▶ Input material:
● ● ● ● ● ● ●

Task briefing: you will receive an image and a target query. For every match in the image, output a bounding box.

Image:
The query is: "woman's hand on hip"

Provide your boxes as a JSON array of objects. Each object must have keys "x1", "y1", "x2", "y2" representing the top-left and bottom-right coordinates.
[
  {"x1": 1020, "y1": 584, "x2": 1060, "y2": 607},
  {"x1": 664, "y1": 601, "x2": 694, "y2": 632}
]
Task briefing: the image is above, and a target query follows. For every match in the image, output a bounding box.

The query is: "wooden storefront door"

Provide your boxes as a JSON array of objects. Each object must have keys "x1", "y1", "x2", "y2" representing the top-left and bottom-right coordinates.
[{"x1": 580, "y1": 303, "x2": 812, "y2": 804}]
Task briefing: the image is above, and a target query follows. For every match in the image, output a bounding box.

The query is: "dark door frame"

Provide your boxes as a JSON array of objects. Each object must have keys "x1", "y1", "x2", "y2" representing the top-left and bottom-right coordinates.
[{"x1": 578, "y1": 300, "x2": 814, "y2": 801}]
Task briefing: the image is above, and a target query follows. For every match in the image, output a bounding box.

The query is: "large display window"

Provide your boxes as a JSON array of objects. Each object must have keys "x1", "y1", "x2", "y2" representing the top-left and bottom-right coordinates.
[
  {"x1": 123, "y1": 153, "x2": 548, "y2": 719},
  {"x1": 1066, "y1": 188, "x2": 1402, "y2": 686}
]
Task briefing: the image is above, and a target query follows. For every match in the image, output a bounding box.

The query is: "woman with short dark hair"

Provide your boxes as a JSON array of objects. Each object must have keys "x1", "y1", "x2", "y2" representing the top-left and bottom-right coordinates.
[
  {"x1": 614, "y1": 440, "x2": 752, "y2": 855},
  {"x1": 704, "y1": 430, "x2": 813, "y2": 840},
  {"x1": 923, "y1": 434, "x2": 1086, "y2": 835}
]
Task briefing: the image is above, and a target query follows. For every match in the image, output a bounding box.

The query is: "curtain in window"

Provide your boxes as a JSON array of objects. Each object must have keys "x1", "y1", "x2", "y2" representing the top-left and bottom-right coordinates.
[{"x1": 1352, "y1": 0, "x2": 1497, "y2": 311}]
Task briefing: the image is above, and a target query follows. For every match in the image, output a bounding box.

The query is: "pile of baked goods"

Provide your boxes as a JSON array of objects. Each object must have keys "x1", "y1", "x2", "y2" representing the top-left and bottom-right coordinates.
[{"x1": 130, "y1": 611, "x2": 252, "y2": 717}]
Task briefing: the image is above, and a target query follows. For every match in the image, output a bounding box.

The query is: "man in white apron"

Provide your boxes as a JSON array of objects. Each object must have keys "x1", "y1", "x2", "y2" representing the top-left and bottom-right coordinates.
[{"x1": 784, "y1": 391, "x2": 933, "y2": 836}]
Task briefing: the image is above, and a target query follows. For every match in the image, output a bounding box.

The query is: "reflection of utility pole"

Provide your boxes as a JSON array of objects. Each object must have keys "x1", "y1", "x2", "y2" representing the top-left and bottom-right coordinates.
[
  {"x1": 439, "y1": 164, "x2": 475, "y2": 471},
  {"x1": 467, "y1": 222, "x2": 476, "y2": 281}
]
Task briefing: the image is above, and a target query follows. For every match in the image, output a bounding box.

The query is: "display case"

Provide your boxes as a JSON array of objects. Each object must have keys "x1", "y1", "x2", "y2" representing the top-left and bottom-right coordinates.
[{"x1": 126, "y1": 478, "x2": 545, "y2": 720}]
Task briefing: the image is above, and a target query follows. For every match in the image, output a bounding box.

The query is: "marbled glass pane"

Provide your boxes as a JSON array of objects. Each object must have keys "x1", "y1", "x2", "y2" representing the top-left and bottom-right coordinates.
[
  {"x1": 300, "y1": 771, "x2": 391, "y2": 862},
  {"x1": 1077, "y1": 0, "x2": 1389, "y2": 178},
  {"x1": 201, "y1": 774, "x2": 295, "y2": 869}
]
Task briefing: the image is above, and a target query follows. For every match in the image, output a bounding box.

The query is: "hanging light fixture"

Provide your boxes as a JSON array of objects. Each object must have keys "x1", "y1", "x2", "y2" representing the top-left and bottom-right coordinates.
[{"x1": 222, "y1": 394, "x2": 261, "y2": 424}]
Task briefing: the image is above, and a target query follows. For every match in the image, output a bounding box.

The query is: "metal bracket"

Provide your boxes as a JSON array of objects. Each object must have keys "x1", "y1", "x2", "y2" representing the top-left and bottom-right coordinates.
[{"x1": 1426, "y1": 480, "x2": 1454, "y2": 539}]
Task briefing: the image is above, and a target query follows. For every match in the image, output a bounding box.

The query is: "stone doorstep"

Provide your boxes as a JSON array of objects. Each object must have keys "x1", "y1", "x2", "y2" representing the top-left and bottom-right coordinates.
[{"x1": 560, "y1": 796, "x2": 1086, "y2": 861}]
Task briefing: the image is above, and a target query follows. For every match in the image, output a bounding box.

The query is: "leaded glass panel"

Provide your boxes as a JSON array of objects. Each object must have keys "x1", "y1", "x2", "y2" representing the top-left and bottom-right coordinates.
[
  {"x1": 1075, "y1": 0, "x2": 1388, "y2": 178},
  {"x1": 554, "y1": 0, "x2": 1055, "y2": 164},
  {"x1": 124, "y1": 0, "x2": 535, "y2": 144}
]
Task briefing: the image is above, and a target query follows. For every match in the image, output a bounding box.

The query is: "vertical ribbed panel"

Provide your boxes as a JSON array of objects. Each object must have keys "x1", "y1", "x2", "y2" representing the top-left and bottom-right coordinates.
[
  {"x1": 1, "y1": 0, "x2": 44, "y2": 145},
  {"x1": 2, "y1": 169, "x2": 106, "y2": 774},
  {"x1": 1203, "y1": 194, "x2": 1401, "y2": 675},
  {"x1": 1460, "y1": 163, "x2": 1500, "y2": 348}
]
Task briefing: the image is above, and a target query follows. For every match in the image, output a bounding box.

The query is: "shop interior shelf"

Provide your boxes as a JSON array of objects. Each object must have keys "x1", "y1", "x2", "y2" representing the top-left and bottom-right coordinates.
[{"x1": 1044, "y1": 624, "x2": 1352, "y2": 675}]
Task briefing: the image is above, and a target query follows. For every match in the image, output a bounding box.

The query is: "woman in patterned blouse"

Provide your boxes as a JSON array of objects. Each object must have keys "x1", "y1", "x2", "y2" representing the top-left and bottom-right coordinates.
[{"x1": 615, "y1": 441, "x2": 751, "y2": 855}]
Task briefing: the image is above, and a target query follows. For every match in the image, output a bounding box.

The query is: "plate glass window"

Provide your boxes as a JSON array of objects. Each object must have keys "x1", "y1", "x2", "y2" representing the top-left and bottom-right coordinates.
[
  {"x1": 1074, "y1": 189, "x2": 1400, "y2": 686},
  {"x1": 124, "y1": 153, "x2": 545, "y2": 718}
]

● ● ● ● ● ● ●

▶ Try it: Give back the entire listing verbatim.

▶ Answer space:
Task briefing: you will receive an image and a target query. For every match in the image, output a bounding box.

Image:
The query is: "woman's hand on hip"

Provide your boxes as a JSON array of objects. Each object must have keys "x1", "y1", "x2", "y2" representing the top-left and bottom-right coordinates.
[
  {"x1": 1020, "y1": 584, "x2": 1060, "y2": 607},
  {"x1": 664, "y1": 601, "x2": 694, "y2": 632}
]
Task briefing: the image is above, and a target query follows. For every match in the image, output a bounding box.

The query is: "wooden storefront door"

Provide your boxes as a JSON array of objects. Each object must have keys "x1", "y1", "x2", "y2" representing the top-left and bottom-right coordinates.
[{"x1": 580, "y1": 303, "x2": 812, "y2": 804}]
Task briefing: the image is above, and a target query follows. For every match in the image, output a bounding box.

The query is: "dark door frame"

Provide your boxes as a JSON array of objects. Each object must have keys "x1", "y1", "x2", "y2" representing the top-left and bottom-right coordinates.
[{"x1": 578, "y1": 300, "x2": 814, "y2": 801}]
Task briefing: the image is above, and a target query follows. For every match in the image, output a bounding box.

The query is: "large display window"

Provide your boxes as a JSON array of objects. Each object must have keys "x1", "y1", "x2", "y2" representing the top-left and bottom-right coordinates.
[
  {"x1": 123, "y1": 153, "x2": 548, "y2": 719},
  {"x1": 1066, "y1": 188, "x2": 1402, "y2": 686}
]
Task briefing: the image is above, and a target query follows. For every match in the image, output a bounding box.

The query is: "woman with short dark hair"

Provide your boxes as a JSON array of objects. Each object must have keys "x1", "y1", "x2", "y2" representing the top-left and bottom-right coordinates.
[
  {"x1": 614, "y1": 440, "x2": 752, "y2": 855},
  {"x1": 704, "y1": 430, "x2": 813, "y2": 840},
  {"x1": 923, "y1": 434, "x2": 1086, "y2": 835}
]
Task briefing: the image is above, and a target query follows. For every match in the image, output a bounding box.

The query is: "curtain in window"

Provide your boxes as a JSON array of objects. Each object must have keys "x1", "y1", "x2", "y2" representing the top-left and bottom-right coordinates.
[{"x1": 1352, "y1": 0, "x2": 1497, "y2": 311}]
Task briefing: the image is above, and a target query follows. For every match in the image, output a bounding box.

The query is: "pile of baked goods"

Provide your boxes as a JSON array of objects. Each object must have keys "x1", "y1", "x2", "y2" representing the top-left and bottom-right coordinates.
[{"x1": 130, "y1": 611, "x2": 252, "y2": 717}]
Task briefing: the image is above, and a target query follows. For every match in the image, output a bounding box.

The query is: "man in white apron"

Provide your boxes as a JSON array of objects. Each object must have keys "x1", "y1", "x2", "y2" representing the top-left and bottom-right coordinates.
[{"x1": 784, "y1": 391, "x2": 933, "y2": 836}]
Task briefing: the image is above, and a target query follows. For every match in the image, output a bounding box.

The query is: "reflection of utility pole"

Provide your boxes as a JSON array of objects. Each object must have keys "x1", "y1", "x2", "y2" representing the top-left and bottom-right coordinates.
[
  {"x1": 439, "y1": 164, "x2": 475, "y2": 471},
  {"x1": 467, "y1": 222, "x2": 476, "y2": 281}
]
Task briefing: the image is above, and a target query follows. For every match in the image, output a bounding box.

The query is: "display case"

Provide your boxes as a JSON array of objects. Each object must have keys "x1", "y1", "x2", "y2" representing the top-left and bottom-right coordinates.
[{"x1": 126, "y1": 478, "x2": 545, "y2": 720}]
Task briefing: the image is above, and a target query follows. For every match in the image, output a bounding box.

The query is: "marbled glass pane"

Provide your boxes as a JSON array of objects. Each object must have keys "x1", "y1", "x2", "y2" representing the top-left and bottom-right coordinates.
[
  {"x1": 300, "y1": 771, "x2": 391, "y2": 862},
  {"x1": 1077, "y1": 0, "x2": 1389, "y2": 178},
  {"x1": 201, "y1": 774, "x2": 295, "y2": 869}
]
Task briefing: the image is above, and a target query follows. For every match in the image, output a bounding box.

The query is: "hanging light fixture"

Provide your boxes as a JSON array of objects. Each object must have keys "x1", "y1", "x2", "y2" representing the top-left and bottom-right coordinates.
[{"x1": 222, "y1": 394, "x2": 261, "y2": 424}]
Task briefing: the image is above, and a target query follows. For every match in the image, output a bounding box.

The query is: "metal bracket"

Provide your boxes as a JSON array of objects. Each object must have keys "x1", "y1", "x2", "y2" representing the top-left and bottom-right coordinates.
[{"x1": 1426, "y1": 480, "x2": 1454, "y2": 539}]
Task briefing: the image is above, and a target query follows. For every match in the image, output a bounding box.

The query is: "stone doorstep"

Provide your boxes as a JSON array of objects. Each object must have keys "x1", "y1", "x2", "y2" representing the top-left and bottom-right coordinates.
[{"x1": 560, "y1": 796, "x2": 1086, "y2": 861}]
Task briefing: the image is above, and a target query follows. For every match in the image, output a bounding box.

The query is: "leaded glass panel"

Provide your boxes as a JSON array of objects. Each object must have keys "x1", "y1", "x2", "y2" representing the top-left and bottom-right coordinates.
[
  {"x1": 1075, "y1": 0, "x2": 1388, "y2": 178},
  {"x1": 554, "y1": 0, "x2": 1055, "y2": 164},
  {"x1": 124, "y1": 0, "x2": 535, "y2": 144}
]
Task briefing: the image is above, and a target query follows. For every match in the image, output a bounding box.

The query is: "vertical ribbed panel"

Provide your boxes as a JSON array of objects. Each object must have keys "x1", "y1", "x2", "y2" representing the top-left and bottom-right coordinates.
[
  {"x1": 1, "y1": 0, "x2": 44, "y2": 145},
  {"x1": 2, "y1": 169, "x2": 106, "y2": 774},
  {"x1": 1203, "y1": 194, "x2": 1401, "y2": 675},
  {"x1": 1460, "y1": 163, "x2": 1500, "y2": 348}
]
Task briefing: the image is above, and a target query follows. For every match in the image, output a bounding box.

The query is: "shop interior shelf"

Provide your boxes as a JSON array of objects. Each object must have keys "x1", "y1", "x2", "y2" representing the top-left and bottom-right coordinates.
[{"x1": 1044, "y1": 624, "x2": 1352, "y2": 675}]
Task briefing: the image is above, and a target query follows. For every match in the image, output a bounding box.

The query is: "woman in patterned blouse"

Provide your boxes as a JSON array of objects. Each object must have keys "x1", "y1", "x2", "y2" representing the top-left and bottom-right coordinates.
[{"x1": 615, "y1": 441, "x2": 751, "y2": 855}]
Task briefing: the image is above, and a target query follows. For every match in the image, output a bounding box.

The query is: "plate glass window"

Provide your boxes as a JSON array of objects. Each object must have keys "x1", "y1", "x2", "y2" representing the top-left and bottom-right coordinates.
[
  {"x1": 1074, "y1": 189, "x2": 1400, "y2": 686},
  {"x1": 124, "y1": 153, "x2": 545, "y2": 718}
]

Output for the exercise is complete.